WHAT THIS TASK INVOLVES>
Reproduce the items starting at the line containing "Detection query: enumerate every brown rock" and ending at the line containing "xmin=72 ymin=49 xmax=89 ymax=61", including the request, and add 123 to every bounding-box coordinate in the answer.

PROVIDED ENTRIES>
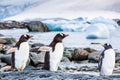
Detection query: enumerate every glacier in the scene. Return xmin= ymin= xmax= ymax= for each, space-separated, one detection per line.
xmin=41 ymin=17 xmax=119 ymax=39
xmin=0 ymin=0 xmax=44 ymax=21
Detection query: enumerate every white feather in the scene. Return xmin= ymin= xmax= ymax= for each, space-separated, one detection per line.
xmin=50 ymin=43 xmax=64 ymax=71
xmin=15 ymin=42 xmax=29 ymax=69
xmin=100 ymin=49 xmax=115 ymax=76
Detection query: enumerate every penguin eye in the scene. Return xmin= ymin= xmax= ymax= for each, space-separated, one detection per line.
xmin=24 ymin=34 xmax=27 ymax=37
xmin=60 ymin=33 xmax=64 ymax=36
xmin=107 ymin=43 xmax=110 ymax=46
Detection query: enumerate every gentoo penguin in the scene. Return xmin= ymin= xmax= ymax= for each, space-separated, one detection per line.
xmin=43 ymin=33 xmax=69 ymax=71
xmin=11 ymin=34 xmax=32 ymax=71
xmin=98 ymin=43 xmax=115 ymax=76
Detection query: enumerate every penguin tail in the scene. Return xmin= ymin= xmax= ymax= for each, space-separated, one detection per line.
xmin=43 ymin=51 xmax=50 ymax=70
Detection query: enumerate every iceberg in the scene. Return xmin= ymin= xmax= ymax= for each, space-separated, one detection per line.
xmin=86 ymin=23 xmax=110 ymax=39
xmin=90 ymin=17 xmax=118 ymax=31
xmin=42 ymin=19 xmax=89 ymax=32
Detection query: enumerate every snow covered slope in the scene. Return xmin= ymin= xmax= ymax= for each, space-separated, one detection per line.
xmin=0 ymin=0 xmax=120 ymax=20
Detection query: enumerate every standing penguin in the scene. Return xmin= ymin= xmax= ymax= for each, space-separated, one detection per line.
xmin=11 ymin=35 xmax=32 ymax=71
xmin=43 ymin=33 xmax=69 ymax=71
xmin=98 ymin=43 xmax=115 ymax=76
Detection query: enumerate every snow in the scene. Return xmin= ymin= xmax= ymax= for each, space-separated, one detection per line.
xmin=86 ymin=23 xmax=110 ymax=39
xmin=0 ymin=0 xmax=120 ymax=21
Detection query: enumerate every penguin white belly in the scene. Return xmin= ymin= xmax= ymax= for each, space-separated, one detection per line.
xmin=15 ymin=42 xmax=29 ymax=70
xmin=100 ymin=49 xmax=115 ymax=76
xmin=50 ymin=43 xmax=64 ymax=71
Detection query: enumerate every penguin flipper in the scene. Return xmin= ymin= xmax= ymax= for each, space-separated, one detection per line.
xmin=98 ymin=51 xmax=104 ymax=71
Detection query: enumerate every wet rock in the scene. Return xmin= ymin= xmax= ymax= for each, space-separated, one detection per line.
xmin=26 ymin=21 xmax=50 ymax=32
xmin=31 ymin=43 xmax=44 ymax=48
xmin=84 ymin=48 xmax=96 ymax=53
xmin=0 ymin=34 xmax=4 ymax=37
xmin=0 ymin=62 xmax=7 ymax=68
xmin=63 ymin=49 xmax=74 ymax=60
xmin=61 ymin=57 xmax=70 ymax=63
xmin=0 ymin=38 xmax=16 ymax=45
xmin=72 ymin=48 xmax=89 ymax=61
xmin=30 ymin=52 xmax=45 ymax=66
xmin=115 ymin=51 xmax=120 ymax=63
xmin=88 ymin=51 xmax=101 ymax=63
xmin=0 ymin=70 xmax=120 ymax=80
xmin=114 ymin=19 xmax=120 ymax=26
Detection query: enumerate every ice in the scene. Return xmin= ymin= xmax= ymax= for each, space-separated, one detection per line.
xmin=42 ymin=18 xmax=89 ymax=32
xmin=86 ymin=23 xmax=110 ymax=39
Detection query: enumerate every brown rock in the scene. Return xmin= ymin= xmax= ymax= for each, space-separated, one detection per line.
xmin=72 ymin=49 xmax=89 ymax=61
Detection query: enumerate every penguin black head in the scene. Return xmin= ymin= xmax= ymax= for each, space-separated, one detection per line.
xmin=15 ymin=34 xmax=32 ymax=49
xmin=53 ymin=33 xmax=69 ymax=42
xmin=49 ymin=33 xmax=69 ymax=51
xmin=102 ymin=43 xmax=112 ymax=49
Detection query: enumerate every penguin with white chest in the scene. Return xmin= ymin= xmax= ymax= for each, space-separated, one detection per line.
xmin=11 ymin=35 xmax=32 ymax=71
xmin=98 ymin=43 xmax=115 ymax=76
xmin=43 ymin=33 xmax=69 ymax=71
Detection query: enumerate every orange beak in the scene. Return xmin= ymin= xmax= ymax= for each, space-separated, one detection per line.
xmin=65 ymin=34 xmax=69 ymax=37
xmin=29 ymin=36 xmax=33 ymax=38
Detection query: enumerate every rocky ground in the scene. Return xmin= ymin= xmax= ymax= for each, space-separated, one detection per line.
xmin=0 ymin=67 xmax=120 ymax=80
xmin=0 ymin=29 xmax=120 ymax=80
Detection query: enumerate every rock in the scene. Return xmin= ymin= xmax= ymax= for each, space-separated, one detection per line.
xmin=114 ymin=19 xmax=120 ymax=26
xmin=115 ymin=51 xmax=120 ymax=63
xmin=0 ymin=44 xmax=6 ymax=53
xmin=31 ymin=43 xmax=44 ymax=47
xmin=63 ymin=49 xmax=74 ymax=60
xmin=0 ymin=20 xmax=25 ymax=29
xmin=26 ymin=21 xmax=50 ymax=32
xmin=84 ymin=48 xmax=96 ymax=53
xmin=30 ymin=52 xmax=45 ymax=66
xmin=0 ymin=70 xmax=120 ymax=80
xmin=0 ymin=34 xmax=4 ymax=37
xmin=72 ymin=48 xmax=89 ymax=61
xmin=0 ymin=38 xmax=16 ymax=45
xmin=61 ymin=57 xmax=70 ymax=63
xmin=0 ymin=62 xmax=7 ymax=68
xmin=88 ymin=51 xmax=101 ymax=63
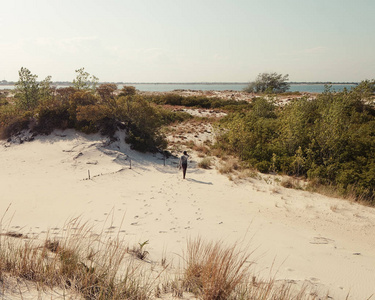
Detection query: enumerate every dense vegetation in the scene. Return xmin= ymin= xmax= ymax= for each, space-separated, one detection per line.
xmin=0 ymin=68 xmax=186 ymax=152
xmin=218 ymin=81 xmax=375 ymax=204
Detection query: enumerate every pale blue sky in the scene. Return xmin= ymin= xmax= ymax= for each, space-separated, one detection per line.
xmin=0 ymin=0 xmax=375 ymax=82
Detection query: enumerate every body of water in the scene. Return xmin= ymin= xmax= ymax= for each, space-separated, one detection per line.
xmin=0 ymin=83 xmax=356 ymax=93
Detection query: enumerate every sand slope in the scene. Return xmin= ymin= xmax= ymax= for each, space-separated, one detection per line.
xmin=0 ymin=130 xmax=375 ymax=299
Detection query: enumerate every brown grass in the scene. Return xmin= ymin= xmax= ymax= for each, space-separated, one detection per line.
xmin=0 ymin=219 xmax=151 ymax=299
xmin=184 ymin=238 xmax=251 ymax=300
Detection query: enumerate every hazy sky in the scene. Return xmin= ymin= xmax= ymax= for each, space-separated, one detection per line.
xmin=0 ymin=0 xmax=375 ymax=82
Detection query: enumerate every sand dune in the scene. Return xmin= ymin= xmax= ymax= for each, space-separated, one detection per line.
xmin=0 ymin=130 xmax=375 ymax=299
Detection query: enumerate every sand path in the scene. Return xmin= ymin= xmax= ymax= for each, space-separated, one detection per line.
xmin=0 ymin=130 xmax=375 ymax=299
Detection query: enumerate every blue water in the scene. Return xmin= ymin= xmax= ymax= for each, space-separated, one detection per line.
xmin=0 ymin=83 xmax=355 ymax=93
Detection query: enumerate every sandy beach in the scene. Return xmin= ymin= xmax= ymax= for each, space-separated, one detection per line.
xmin=0 ymin=130 xmax=375 ymax=299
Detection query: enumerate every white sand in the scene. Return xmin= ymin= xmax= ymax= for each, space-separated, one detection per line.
xmin=0 ymin=131 xmax=375 ymax=299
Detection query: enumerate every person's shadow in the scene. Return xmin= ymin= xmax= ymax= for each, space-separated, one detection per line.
xmin=186 ymin=178 xmax=212 ymax=185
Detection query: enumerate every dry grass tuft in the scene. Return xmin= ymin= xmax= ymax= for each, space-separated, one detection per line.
xmin=0 ymin=219 xmax=150 ymax=299
xmin=280 ymin=177 xmax=303 ymax=190
xmin=198 ymin=157 xmax=212 ymax=169
xmin=184 ymin=238 xmax=251 ymax=300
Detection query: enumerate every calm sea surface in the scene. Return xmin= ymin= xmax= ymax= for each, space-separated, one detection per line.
xmin=0 ymin=83 xmax=355 ymax=93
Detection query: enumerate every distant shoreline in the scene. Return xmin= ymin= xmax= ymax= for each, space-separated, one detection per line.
xmin=0 ymin=81 xmax=358 ymax=86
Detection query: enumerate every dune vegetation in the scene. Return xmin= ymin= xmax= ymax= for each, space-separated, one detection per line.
xmin=217 ymin=81 xmax=375 ymax=205
xmin=0 ymin=68 xmax=375 ymax=205
xmin=0 ymin=68 xmax=375 ymax=205
xmin=0 ymin=68 xmax=375 ymax=300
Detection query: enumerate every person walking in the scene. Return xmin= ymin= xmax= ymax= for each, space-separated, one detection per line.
xmin=179 ymin=151 xmax=189 ymax=179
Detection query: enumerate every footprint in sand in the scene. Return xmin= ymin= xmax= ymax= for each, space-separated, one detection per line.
xmin=310 ymin=236 xmax=334 ymax=245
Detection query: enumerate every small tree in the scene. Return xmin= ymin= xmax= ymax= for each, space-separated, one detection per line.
xmin=16 ymin=67 xmax=39 ymax=110
xmin=73 ymin=68 xmax=99 ymax=92
xmin=39 ymin=75 xmax=54 ymax=101
xmin=244 ymin=73 xmax=290 ymax=93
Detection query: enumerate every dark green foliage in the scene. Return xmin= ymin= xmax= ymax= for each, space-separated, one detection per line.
xmin=218 ymin=82 xmax=375 ymax=204
xmin=15 ymin=67 xmax=40 ymax=110
xmin=0 ymin=113 xmax=31 ymax=139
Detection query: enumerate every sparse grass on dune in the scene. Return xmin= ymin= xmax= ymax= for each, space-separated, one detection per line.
xmin=0 ymin=219 xmax=334 ymax=300
xmin=183 ymin=238 xmax=322 ymax=300
xmin=0 ymin=219 xmax=151 ymax=299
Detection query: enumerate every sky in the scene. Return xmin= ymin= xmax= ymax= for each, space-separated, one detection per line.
xmin=0 ymin=0 xmax=375 ymax=82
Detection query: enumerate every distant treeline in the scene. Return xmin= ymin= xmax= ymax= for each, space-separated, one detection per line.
xmin=217 ymin=81 xmax=375 ymax=204
xmin=0 ymin=80 xmax=358 ymax=86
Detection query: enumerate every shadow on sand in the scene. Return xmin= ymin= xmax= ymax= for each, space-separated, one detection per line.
xmin=186 ymin=178 xmax=212 ymax=185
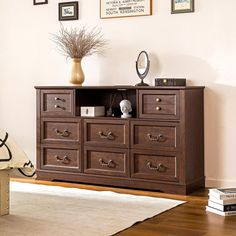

ANSWER TO THIS TASK>
Detection query: enumerate every brown rock in the scene. Return xmin= ymin= xmax= ymax= for each, space-separated, one detection per line.
xmin=195 ymin=172 xmax=212 ymax=184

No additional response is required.